Part of a data file:
..............................
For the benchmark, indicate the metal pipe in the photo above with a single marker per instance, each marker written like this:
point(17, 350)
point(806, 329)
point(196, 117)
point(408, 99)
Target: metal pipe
..............................
__Task objective__:
Write out every line of the items above without changing a single character.

__Expected output__:
For the benchmark, indicate the metal pipe in the photo above with a single marker per instance, each marker written like this:
point(17, 350)
point(806, 329)
point(196, 117)
point(408, 99)
Target: metal pipe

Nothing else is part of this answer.